> **Tantangan**:
Jawablah pertanyaan berikut berdasarkan teks tentang tenaga kerja asing di bawah ini.
(a) Kapan dan di mana Devi Asiati menyampaikan hasil kajian tersebut?
(b) Berapa jumlah TKA asal RRT pada tahun 2015 dan pada tahun 2016?
(c) Berapa jumlah TKA ilegal menurut data Kemnaker tahun 2016, dan bagaimana komposisinya?

Seiring dengan meningkatnya proyek-proyek pembangunan yang menggunakan skema Penanaman Modal Asing (PMA), keberadaan tenaga kerja asing (TKA) ternyata memunculkan sejumlah tantangan. Hasil kajian Kedeputian Ilmu Pengetahuan Sosial dan Kemanusiaan-Lembaga Ilmu Pengetahuan Indonesia (IPSK-LIPI) menggarisbawahi bahwa kehadiran TKA tanpa peraturan yang ketat memicu maraknya TKA ilegal di Indonesia. Demikian disampaikan oleh Devi Asiati yang merupakan Koordinator Penelitian, di Media Center LIPI, pada 13 Juli 2017.
Lebih lanjut, peneliti yang sehari-hari bekerja di Pusat Penelitian Kependudukan (P2K-LIPI) tersebut memaparkan bahwa Indonesia lebih banyak menerima TKA dari Republik Rakyat Tiongkok (RRT). Fakta ini sepertinya merupakan konsekuensi dar tingginya nilai investasi RRT dibandingkan dengan negara lain yang mendorong lonjakan TKA asal RRT dari 873 jiwa (2015) menjadi 4236 jiwa (2016). Dalam dua tahun terakhir, jumlah TKA RRT naik secara drastis, bahkan mencapai empat kali lipat.
Pertanyaannya, apakah semua TKA bersifat legal? Data lapangan menunjukkan hal yang sebaliknya. Berdasarkan data dari Kementerian Ketenagakerjaan (Kemnaker) tahun 2016, LIPI menunjukkan adanya 1.383 TKA ilegal yang terdiri dari 60% TKA yang bekerja tanpa Izin Menggunakan Tenaga Kerja Asing (IMTA) serta 40% yang melakukan penyalahgunaan jabatan. Kendati tidak ada data pasti tentang jumlah TKA asal RRT, pelanggaran paling banyak ternyata dilakukan oleh TKA asal RRT yang jumlahnya mencapai 24% dari seluruh pelanggaran atau sekitar 7.787 orang.

> **Data yang Diberikan**:
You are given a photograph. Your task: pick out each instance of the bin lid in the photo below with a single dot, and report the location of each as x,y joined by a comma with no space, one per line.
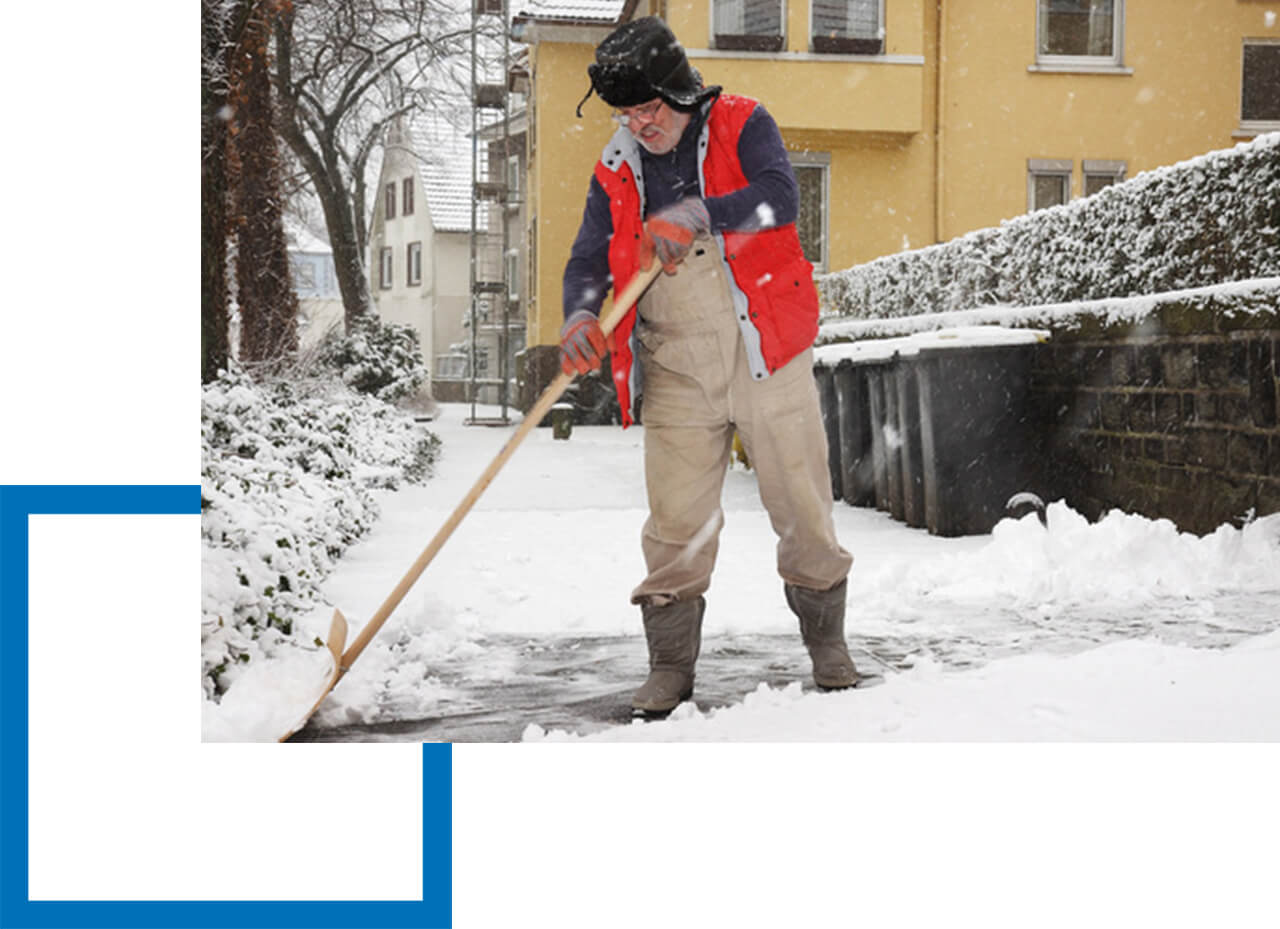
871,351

...

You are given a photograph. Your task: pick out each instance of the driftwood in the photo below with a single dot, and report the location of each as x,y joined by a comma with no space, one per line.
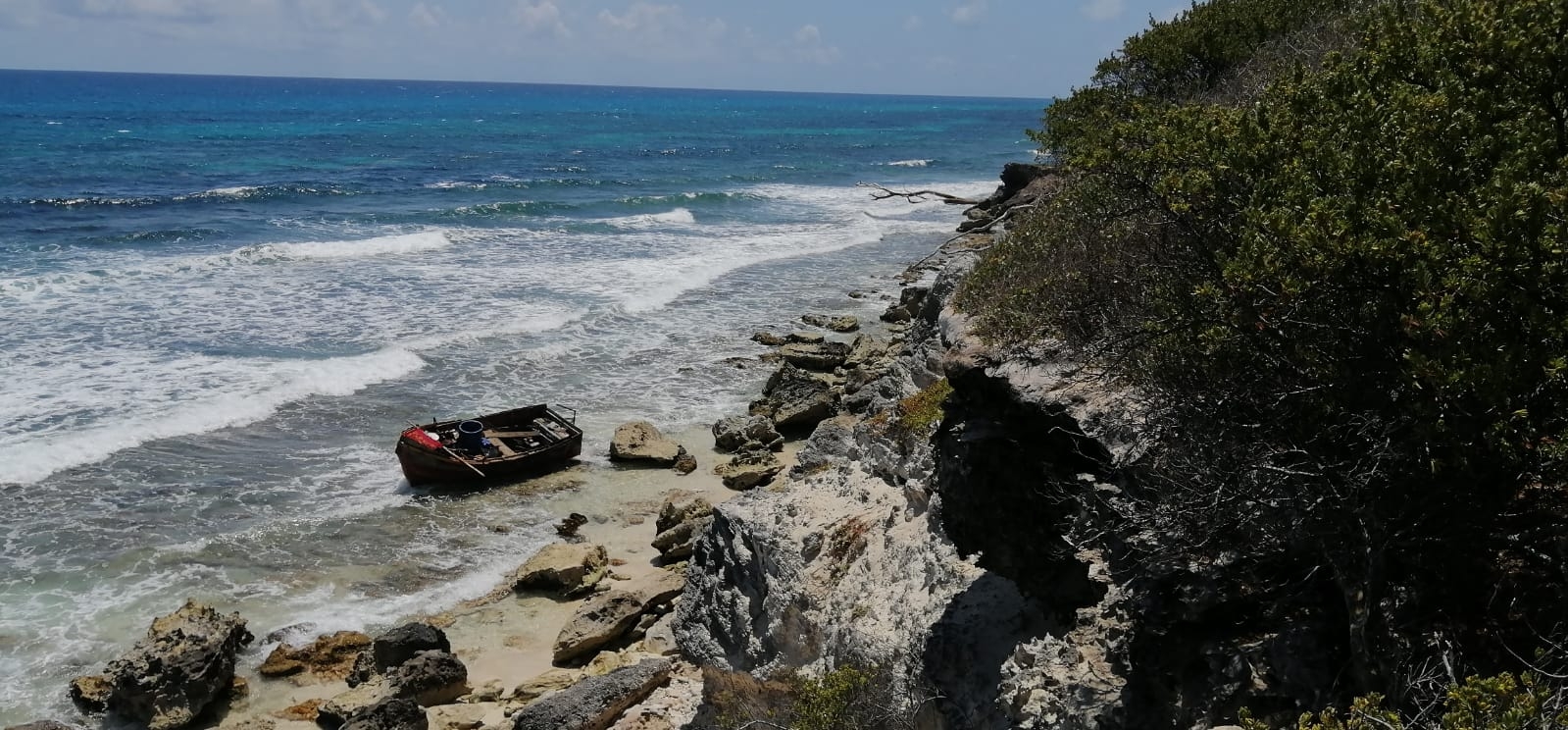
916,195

> **Hasil**:
(a) Devi Asiati menyampaikannya di Media Center LIPI pada 13 Juli 2017.
(b) Jumlahnya 873 jiwa pada tahun 2015 dan 4236 jiwa pada tahun 2016.
(c) Ada 1.383 TKA ilegal. Sebanyak 60% di antaranya bekerja tanpa Izin Menggunakan Tenaga Kerja Asing (IMTA), dan 40% melakukan penyalahgunaan jabatan.